Recast the records as a JSON list of strings, from the first line through the line that contains "x=115, y=55", with one string per line and blank lines omitted.
'''
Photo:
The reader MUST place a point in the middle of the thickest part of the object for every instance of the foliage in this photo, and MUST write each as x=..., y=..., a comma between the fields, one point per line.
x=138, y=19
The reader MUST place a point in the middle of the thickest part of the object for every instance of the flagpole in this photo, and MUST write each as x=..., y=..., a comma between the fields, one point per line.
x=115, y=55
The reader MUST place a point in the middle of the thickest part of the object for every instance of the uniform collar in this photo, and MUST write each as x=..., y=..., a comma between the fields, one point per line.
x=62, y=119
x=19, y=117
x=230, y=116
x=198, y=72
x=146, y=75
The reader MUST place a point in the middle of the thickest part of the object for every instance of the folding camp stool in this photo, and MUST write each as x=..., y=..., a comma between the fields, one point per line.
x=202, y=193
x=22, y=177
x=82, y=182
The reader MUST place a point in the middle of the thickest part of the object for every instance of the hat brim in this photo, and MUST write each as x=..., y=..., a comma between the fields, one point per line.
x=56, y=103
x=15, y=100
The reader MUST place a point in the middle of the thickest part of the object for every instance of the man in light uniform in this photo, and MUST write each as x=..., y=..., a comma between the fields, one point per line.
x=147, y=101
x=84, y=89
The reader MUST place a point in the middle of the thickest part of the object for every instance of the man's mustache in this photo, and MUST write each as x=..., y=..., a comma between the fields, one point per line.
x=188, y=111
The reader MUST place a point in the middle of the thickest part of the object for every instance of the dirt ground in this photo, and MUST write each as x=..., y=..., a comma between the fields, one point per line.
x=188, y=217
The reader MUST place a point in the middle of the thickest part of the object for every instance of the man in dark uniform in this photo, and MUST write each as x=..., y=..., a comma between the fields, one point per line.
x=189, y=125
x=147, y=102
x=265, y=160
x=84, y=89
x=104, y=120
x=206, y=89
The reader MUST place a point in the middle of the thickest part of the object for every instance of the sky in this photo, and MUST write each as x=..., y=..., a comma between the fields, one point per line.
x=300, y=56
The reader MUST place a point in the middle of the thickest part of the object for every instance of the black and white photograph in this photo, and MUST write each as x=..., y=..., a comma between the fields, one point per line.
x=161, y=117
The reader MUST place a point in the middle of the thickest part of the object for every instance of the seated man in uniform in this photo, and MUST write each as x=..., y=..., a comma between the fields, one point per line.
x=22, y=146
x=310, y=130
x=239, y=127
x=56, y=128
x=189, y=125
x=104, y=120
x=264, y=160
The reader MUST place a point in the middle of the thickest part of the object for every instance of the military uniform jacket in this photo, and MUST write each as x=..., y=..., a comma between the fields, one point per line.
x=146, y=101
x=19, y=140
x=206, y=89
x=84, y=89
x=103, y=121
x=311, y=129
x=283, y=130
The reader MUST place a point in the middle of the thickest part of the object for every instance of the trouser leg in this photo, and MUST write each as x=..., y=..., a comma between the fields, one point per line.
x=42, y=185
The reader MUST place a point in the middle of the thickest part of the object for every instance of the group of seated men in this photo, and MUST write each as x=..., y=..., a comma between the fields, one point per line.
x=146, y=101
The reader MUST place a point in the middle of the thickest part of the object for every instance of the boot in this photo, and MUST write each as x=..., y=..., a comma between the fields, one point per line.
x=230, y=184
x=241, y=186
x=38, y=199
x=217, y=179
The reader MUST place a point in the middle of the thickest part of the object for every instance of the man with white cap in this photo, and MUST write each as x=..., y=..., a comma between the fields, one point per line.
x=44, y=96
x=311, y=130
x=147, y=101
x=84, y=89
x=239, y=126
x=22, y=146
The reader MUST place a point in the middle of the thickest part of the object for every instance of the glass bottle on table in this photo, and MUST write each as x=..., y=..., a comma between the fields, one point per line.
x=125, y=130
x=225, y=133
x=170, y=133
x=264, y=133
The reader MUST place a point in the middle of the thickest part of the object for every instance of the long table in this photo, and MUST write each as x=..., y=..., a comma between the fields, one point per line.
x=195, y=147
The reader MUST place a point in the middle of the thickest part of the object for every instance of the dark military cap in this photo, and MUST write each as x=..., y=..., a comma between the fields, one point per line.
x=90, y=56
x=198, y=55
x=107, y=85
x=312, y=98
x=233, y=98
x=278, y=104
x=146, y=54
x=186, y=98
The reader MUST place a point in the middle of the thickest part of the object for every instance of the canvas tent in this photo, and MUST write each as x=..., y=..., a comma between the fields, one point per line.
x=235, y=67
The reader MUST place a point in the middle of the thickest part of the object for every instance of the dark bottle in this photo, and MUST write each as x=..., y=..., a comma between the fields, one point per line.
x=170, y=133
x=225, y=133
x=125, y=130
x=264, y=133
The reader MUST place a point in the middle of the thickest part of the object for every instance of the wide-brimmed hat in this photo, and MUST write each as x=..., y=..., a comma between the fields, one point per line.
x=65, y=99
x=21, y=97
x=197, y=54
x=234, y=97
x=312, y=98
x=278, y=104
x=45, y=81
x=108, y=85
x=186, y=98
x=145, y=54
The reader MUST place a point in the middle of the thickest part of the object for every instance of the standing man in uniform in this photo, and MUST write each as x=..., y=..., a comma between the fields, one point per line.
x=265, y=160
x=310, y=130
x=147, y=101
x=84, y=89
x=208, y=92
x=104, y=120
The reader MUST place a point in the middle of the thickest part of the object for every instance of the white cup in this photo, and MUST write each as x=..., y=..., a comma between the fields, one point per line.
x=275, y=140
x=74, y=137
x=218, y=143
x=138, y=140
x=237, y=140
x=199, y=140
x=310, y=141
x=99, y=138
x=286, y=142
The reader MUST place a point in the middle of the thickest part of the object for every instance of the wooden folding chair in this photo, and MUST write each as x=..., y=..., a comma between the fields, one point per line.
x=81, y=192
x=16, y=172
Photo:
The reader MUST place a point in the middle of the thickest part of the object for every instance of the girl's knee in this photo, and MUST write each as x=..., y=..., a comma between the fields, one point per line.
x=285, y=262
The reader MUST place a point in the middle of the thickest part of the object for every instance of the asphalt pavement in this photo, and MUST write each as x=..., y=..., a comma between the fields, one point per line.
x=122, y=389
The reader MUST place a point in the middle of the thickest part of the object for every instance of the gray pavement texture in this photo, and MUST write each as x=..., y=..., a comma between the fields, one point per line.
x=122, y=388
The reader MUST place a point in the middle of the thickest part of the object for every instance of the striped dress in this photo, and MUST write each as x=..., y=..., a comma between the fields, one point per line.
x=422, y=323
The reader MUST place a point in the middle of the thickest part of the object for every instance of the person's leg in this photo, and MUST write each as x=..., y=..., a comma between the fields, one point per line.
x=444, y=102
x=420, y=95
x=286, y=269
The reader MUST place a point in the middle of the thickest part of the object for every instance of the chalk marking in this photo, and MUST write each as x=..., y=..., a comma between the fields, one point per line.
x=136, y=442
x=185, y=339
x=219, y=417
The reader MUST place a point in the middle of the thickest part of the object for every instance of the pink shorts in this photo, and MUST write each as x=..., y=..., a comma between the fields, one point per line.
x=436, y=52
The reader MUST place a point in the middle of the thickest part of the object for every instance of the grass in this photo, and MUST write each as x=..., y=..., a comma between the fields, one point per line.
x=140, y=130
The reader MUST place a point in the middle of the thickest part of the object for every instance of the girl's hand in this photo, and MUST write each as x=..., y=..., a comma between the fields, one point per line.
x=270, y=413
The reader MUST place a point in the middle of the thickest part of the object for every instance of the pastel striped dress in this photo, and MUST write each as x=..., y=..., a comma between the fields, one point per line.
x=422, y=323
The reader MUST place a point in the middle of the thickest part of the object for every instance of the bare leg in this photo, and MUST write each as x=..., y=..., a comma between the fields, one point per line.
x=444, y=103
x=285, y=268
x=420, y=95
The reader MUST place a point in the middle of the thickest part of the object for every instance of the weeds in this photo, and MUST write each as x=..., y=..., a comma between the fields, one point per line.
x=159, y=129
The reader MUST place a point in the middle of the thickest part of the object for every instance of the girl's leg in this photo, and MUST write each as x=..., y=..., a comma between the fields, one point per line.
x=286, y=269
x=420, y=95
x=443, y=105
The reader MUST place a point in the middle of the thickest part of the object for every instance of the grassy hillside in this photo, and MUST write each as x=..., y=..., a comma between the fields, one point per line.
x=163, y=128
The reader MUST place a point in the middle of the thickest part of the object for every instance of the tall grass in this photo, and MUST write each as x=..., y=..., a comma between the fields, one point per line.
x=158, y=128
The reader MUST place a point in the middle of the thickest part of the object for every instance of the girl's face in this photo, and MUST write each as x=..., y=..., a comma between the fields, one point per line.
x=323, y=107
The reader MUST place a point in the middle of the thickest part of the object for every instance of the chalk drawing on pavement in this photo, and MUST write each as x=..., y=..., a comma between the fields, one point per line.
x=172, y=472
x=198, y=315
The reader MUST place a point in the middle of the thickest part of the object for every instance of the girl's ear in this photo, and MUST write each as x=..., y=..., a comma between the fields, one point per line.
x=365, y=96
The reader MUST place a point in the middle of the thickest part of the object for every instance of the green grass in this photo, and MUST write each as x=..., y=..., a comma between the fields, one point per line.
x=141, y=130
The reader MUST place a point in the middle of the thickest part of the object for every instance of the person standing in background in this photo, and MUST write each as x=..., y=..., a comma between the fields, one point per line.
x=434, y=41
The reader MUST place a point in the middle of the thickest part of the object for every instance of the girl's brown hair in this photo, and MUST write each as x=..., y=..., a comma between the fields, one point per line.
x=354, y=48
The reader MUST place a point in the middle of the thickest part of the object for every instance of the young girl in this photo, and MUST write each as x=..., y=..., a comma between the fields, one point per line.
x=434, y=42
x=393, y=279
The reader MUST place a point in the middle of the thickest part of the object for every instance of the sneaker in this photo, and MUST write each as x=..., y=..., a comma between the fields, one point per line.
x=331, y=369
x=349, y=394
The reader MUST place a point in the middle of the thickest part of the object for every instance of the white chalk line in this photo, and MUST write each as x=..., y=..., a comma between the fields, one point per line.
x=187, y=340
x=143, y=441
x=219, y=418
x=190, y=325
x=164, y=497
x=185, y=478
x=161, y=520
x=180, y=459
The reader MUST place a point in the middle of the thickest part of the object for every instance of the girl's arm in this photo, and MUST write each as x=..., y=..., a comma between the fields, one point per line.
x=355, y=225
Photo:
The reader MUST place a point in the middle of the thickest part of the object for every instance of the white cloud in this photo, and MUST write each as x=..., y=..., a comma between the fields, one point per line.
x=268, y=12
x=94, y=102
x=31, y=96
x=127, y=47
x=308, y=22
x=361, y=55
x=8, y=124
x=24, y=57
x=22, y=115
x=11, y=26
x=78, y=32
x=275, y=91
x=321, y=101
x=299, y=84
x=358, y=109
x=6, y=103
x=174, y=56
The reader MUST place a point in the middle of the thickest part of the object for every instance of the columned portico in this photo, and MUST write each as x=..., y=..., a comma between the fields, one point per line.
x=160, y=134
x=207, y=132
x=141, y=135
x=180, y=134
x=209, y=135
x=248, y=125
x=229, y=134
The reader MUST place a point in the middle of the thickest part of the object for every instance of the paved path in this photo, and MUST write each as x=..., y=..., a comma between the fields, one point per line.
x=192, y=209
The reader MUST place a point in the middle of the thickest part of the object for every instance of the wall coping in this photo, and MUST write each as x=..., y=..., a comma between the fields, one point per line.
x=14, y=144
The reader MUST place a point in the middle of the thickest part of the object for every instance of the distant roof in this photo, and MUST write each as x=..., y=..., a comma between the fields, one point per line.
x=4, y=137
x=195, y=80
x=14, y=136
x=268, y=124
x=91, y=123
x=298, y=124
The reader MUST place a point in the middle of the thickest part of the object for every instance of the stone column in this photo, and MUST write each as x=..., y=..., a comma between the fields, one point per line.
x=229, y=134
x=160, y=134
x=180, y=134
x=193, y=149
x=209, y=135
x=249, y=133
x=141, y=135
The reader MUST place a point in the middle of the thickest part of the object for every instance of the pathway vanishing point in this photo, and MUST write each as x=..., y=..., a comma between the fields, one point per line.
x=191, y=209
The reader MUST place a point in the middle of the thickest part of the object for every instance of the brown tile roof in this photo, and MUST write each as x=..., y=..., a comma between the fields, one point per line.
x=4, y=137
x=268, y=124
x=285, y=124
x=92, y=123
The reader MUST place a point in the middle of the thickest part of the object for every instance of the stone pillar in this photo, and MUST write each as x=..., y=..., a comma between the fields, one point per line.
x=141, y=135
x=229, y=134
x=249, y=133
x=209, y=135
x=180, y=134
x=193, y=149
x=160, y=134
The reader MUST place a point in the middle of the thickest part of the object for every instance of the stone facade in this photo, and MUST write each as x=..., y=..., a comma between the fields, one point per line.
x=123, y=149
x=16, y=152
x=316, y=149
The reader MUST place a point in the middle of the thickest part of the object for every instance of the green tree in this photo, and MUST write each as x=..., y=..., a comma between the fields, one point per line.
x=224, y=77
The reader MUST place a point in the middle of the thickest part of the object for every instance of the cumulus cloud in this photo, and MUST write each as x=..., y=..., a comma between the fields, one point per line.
'''
> **Written reply**:
[
  "Photo:",
  "The reader MUST place a point in the middle of the thickest part of the object for every instance of the foliage in this photo, and MUST write each as x=..., y=..., a comma between the fields, one point per line.",
  "x=138, y=19",
  "The reader MUST place a point in the middle of the thickest part of the object for every instance of the flagpole in this photo, and MUST write each as x=..., y=..., a comma between the fields, one point per line.",
  "x=115, y=55"
]